---- Given records

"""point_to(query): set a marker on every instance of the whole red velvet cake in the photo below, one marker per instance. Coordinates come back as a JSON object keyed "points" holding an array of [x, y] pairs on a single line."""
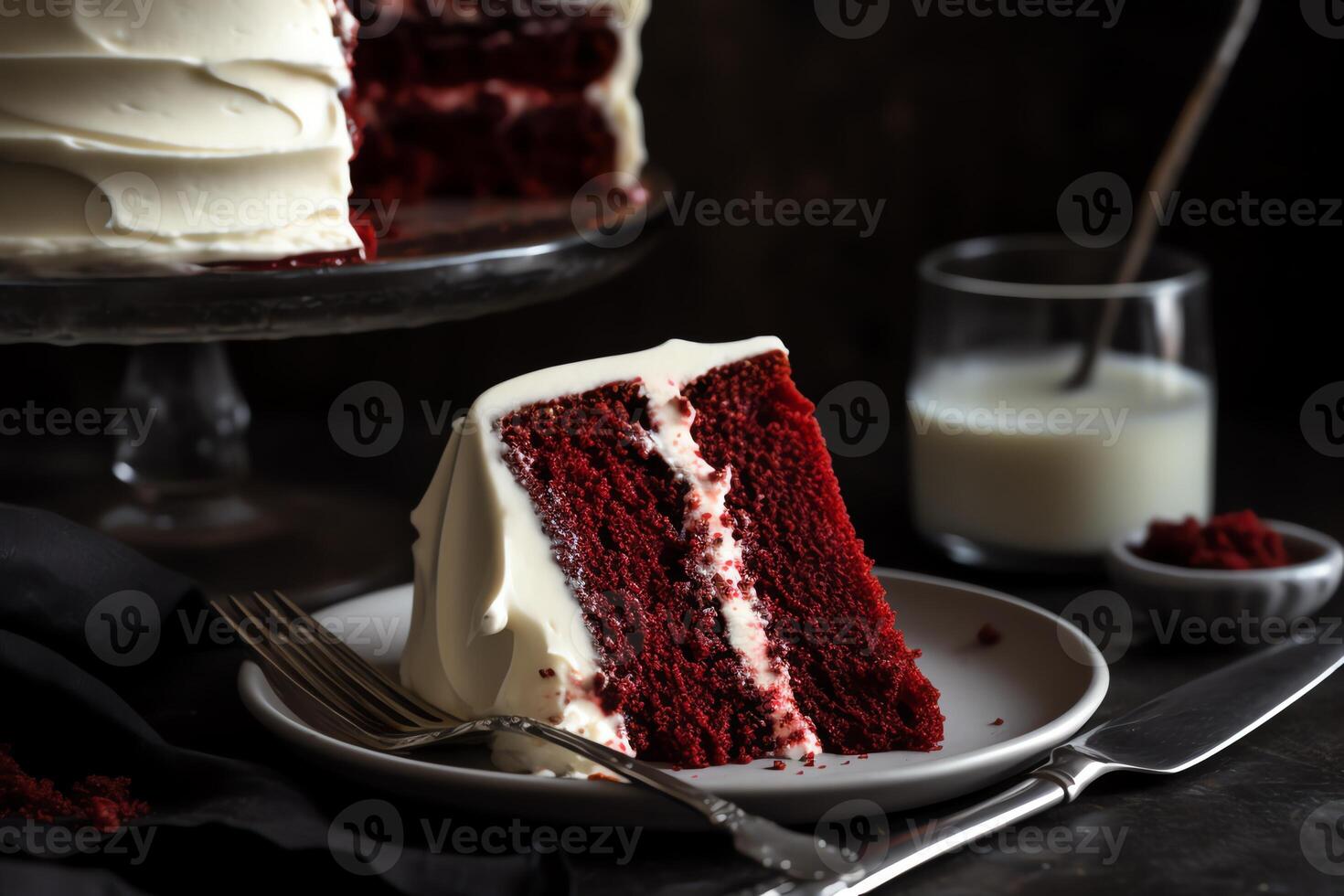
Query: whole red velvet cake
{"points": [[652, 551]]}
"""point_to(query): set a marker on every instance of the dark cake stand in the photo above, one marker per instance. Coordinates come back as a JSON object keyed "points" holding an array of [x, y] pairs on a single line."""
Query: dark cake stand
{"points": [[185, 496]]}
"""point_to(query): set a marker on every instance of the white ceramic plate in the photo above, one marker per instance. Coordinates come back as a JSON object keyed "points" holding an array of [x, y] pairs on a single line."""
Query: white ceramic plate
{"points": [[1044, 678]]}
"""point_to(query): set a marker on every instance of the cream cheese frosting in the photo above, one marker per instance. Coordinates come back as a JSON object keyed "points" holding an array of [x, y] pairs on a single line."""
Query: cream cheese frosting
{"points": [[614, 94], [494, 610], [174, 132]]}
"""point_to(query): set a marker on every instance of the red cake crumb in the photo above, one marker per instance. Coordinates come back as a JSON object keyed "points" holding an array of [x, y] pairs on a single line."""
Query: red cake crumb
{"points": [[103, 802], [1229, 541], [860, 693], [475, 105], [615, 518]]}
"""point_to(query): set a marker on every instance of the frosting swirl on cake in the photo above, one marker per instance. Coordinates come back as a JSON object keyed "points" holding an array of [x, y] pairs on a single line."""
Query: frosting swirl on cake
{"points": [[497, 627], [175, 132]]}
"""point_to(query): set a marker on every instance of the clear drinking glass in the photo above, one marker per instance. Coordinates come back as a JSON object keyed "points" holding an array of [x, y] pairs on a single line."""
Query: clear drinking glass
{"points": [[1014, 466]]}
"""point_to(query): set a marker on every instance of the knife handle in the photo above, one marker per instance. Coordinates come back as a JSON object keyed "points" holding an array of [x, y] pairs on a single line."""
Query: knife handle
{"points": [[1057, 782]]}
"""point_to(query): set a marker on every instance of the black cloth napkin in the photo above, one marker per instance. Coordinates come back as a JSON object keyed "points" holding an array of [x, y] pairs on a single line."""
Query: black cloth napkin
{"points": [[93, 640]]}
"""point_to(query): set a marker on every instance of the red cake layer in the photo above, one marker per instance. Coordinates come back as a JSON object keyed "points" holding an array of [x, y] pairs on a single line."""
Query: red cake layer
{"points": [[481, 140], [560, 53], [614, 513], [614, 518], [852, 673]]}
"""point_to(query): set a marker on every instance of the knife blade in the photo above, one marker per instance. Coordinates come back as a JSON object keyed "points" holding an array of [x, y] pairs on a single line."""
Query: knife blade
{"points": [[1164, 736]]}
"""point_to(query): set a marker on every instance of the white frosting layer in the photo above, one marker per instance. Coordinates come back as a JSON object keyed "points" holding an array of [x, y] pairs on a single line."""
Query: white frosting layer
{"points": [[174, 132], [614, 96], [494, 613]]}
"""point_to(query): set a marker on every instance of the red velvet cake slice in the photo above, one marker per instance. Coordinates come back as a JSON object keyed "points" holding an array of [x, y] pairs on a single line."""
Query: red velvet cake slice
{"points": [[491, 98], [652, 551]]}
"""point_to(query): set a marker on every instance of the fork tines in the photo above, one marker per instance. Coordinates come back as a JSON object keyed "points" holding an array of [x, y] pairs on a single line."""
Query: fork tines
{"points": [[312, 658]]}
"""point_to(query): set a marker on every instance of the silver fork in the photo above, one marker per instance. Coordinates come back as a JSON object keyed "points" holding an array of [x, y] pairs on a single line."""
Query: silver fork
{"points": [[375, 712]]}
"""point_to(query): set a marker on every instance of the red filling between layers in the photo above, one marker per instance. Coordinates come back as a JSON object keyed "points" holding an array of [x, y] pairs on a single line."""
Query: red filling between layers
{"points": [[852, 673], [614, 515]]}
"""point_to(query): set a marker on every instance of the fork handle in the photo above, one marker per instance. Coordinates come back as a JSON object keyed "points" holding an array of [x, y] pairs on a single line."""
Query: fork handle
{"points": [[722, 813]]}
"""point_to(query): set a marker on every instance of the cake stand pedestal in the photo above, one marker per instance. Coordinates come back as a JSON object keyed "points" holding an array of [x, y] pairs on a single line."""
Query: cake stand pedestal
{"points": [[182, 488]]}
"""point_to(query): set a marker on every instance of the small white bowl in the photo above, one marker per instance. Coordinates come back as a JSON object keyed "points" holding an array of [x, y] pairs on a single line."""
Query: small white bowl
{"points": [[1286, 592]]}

--------

The answer should consist of every line above, exact and free of images.

"""point_to(query): set a marker on every instance of the whole red velvet cake in the photo below, one marker per instance. Coordinates come back as a JSON object keyed "points" holding an array of [x, y] pairs on a single line."""
Query: whole red velvet cake
{"points": [[652, 551]]}
"""point_to(query): set a marker on every instance of the dark cake stand in the photo above, one marker per instance. Coordinates come back as a JSON object keyed "points" holding an array of [x, y] pairs on a single line."""
Query: dark cake stand
{"points": [[185, 496]]}
"""point_to(query): set a marker on every instance of the white ceramic plate in the photo above, one marker per instance. Coordinates come back as a JSON object keyed "points" holding an array of [x, y] pairs on a single line."""
Query: white ceramic plate
{"points": [[1044, 678]]}
"""point_to(query): set a marker on every instance of the cream cheese frosting in the photo above, one marker per instance. Coordinates come back as a JSON object keyed "points" holding an array of [x, y] pairs on a single line."""
Query: cream cheese frosting
{"points": [[614, 94], [494, 610], [174, 132]]}
"""point_to(query): set a marker on every instance of the red cake crumb in the photo above, one marker per instance. Coordinates come back as a JSON object keyed "points" holding an array of [x, y] pairs on a single line."""
Query: red cake crumb
{"points": [[103, 802], [1229, 541], [860, 693], [475, 105], [615, 518]]}
"""point_to(query): set a marker on every instance of the frosting swirl on cake in the photo above, one marker per instance. Coordinates come back as a JSON object keyed "points" holding an array of [x, y] pairs on a single line."""
Query: frosting swirl on cake
{"points": [[497, 627], [175, 132]]}
"""point_to(query): set a marker on every instance of the clear drinking glass in the photo above, one marker per instance. Coordinates come back as a JSON object keyed "points" holding an array of [x, y] pairs on a single line."""
Query: clear drinking glass
{"points": [[1014, 466]]}
"""point_to(query): set a marker on every instance of the knife handle in the photo above, one marker per instance. Coordinates come back as a JSON object keyed "points" holding an array of [x, y] pairs on a single line."""
Query: knife handle
{"points": [[1057, 782]]}
"""point_to(query): set a marker on every instance of the black cloth napkin in the photo above, one marker per instance. Coordinates come back as a JSON object keyed "points" holding an array of [x, y] pairs on a single line."""
Query: black cloth napkin
{"points": [[93, 640]]}
"""point_to(query): set a marker on every instance of the red cake layer in the photo above, one marker per instance. Coordinates come back as a JSON object keyed "points" holding an array of [x, y] pairs on a single line."""
Query: red cake layer
{"points": [[481, 140], [560, 53], [614, 513], [614, 518], [852, 673]]}
"""point_to(query): set a marker on every instance of the knife blade in the photo above, one marker per instance. Coordinates come back as a JSON object keyed "points" holding an array of [x, y] pairs on a single line."""
Query: knife blade
{"points": [[1164, 736]]}
"""point_to(query): set a marker on every instance of the white frosting layer in the photo above, one marker per instance. Coordinates come back as a JSON object keyed "points" holding an array of [x, y] pairs on a single line."""
Query: white frosting layer
{"points": [[174, 132], [614, 96], [494, 613]]}
"""point_to(query): set a marker on every instance of the red velvet cake slice in the photo above, one marker per instance. Coordinates come back as a JSON object keyed "points" holding an array of [x, y] pairs on a single line."""
Query: red velvet cake slice
{"points": [[491, 98], [652, 551]]}
"""point_to(query): set a marker on every instance of the fork tines in the photo above, one marker per instance. Coordinates come back as a JSON object keyed "points" holding an array of [x, y] pairs on a single line."""
Query: fork tines
{"points": [[312, 658]]}
"""point_to(query): set a marker on every instance of the silver fork in the photo above, one marker per instance. Coordinates come back as a JSON object keyed "points" holding an array of [x, y] pairs on a single line."""
Query: silver fork
{"points": [[375, 712]]}
"""point_to(query): set a marker on every instance of the red filling between layers in the photo above, one marker per instance. Coordinates come back as a JSON object keyed "points" holding an array of [x, y] pairs on a single line."""
Query: red filling between layers
{"points": [[852, 673], [614, 515]]}
"""point_to(query): set a marker on every instance of the fork handle in the photo above, one marker per instance. Coordinates come back as a JSON object keyed "points" holding an array of [x, y] pairs on a single line."""
Query: fork handle
{"points": [[722, 813]]}
"""point_to(query): set a marker on every instance of the cake stand pedestal in the photo above, one marker per instance. Coordinates come back as a JSON object keyed "points" holding an array of [x, y] pairs on a single line."""
Query: cake stand pedestal
{"points": [[182, 488]]}
"""point_to(query): set a marker on every instance of the small white bowl in the photo above, one marker per instance. Coordinates come back as a JSON object keyed "points" holding an array of [x, y] pairs on a single line."""
Query: small white bowl
{"points": [[1286, 592]]}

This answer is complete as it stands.